>> Start

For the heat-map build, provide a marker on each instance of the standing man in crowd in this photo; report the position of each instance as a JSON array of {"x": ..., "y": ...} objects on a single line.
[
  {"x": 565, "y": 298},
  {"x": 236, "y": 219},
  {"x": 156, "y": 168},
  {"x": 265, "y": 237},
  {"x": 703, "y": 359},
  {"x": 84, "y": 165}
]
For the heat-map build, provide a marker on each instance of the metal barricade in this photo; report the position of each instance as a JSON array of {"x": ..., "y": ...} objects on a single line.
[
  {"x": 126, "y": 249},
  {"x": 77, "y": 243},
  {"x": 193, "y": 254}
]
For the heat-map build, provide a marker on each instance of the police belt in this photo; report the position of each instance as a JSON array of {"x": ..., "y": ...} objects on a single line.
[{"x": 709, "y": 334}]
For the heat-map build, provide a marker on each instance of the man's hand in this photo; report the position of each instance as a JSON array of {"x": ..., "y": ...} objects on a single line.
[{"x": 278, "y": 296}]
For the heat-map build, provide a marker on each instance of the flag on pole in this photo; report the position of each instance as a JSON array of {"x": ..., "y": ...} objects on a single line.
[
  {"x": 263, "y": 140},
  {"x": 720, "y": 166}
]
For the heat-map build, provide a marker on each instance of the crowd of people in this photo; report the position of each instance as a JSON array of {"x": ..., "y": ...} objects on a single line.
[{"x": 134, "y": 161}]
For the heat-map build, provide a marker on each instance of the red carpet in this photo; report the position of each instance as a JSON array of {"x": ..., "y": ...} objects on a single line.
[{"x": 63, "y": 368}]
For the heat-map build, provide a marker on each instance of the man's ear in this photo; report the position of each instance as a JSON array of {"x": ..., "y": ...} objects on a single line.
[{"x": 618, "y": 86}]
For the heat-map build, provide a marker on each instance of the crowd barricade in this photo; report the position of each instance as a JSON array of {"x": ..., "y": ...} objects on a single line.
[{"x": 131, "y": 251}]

>> End

* **DIRECTION**: Convert every line of the material above into a JSON list of strings, one string per line, and leave out any blank lines.

* **TASK ANSWER**:
[
  "For the heat-map build, provide a marker on each instance of the standing man in crowd in this photo; report the position of each instance as a JSON array of {\"x\": ..., \"y\": ...} objects on a single line.",
  "[",
  "  {\"x\": 565, \"y\": 298},",
  "  {\"x\": 236, \"y\": 219},",
  "  {\"x\": 156, \"y\": 168},",
  "  {\"x\": 265, \"y\": 237},",
  "  {\"x\": 703, \"y\": 359},",
  "  {\"x\": 84, \"y\": 165}",
  "]",
  "For the heat-map build, provide a marker on each instance of the metal barricade in this photo; report the position of each instance as a JSON array of {\"x\": ..., \"y\": ...} objects on a single line.",
  "[",
  "  {\"x\": 126, \"y\": 249},",
  "  {\"x\": 77, \"y\": 243},",
  "  {\"x\": 193, \"y\": 254}",
  "]",
  "For the heat-map build, provide a marker on each instance of the police belt in this photo; report the position of each instance as a JSON array of {\"x\": ..., \"y\": ...} objects on a single line.",
  "[{\"x\": 709, \"y\": 334}]",
  "For the heat-map build, provide a marker on each instance of the man's hand in this photo; report the position of each instance as a JSON array of {\"x\": ..., \"y\": ...} objects on a single line.",
  "[{\"x\": 278, \"y\": 296}]",
  "For the heat-map build, provide a marker on each instance of the flag on pole in this photo; report the position of each instance as a JSON array of {\"x\": ..., \"y\": ...} objects on a single line.",
  "[",
  "  {\"x\": 263, \"y\": 140},",
  "  {\"x\": 720, \"y\": 166}",
  "]",
  "For the heat-map build, provide a marker on each instance of the crowd of people in this photo; report the position of each instance as a JSON array of {\"x\": ..., \"y\": ...} objects on a single line.",
  "[{\"x\": 134, \"y\": 161}]",
  "For the heat-map build, provide a marker on each instance of the red carpet in this photo; report the position of each instance as a JSON array of {\"x\": ..., \"y\": ...} objects on a single line.",
  "[{\"x\": 63, \"y\": 368}]",
  "For the heat-map build, provide a marker on each instance of the man's ear in this photo; report the position of each instance as a JSON array of {\"x\": ..., \"y\": ...} objects on a single line.",
  "[{\"x\": 618, \"y\": 86}]",
  "For the heat-map build, provide a marker on each instance of the crowd barricade in this photo; report the position of each instance as a JSON array of {\"x\": ..., \"y\": ...} objects on a single line.",
  "[{\"x\": 131, \"y\": 251}]"
]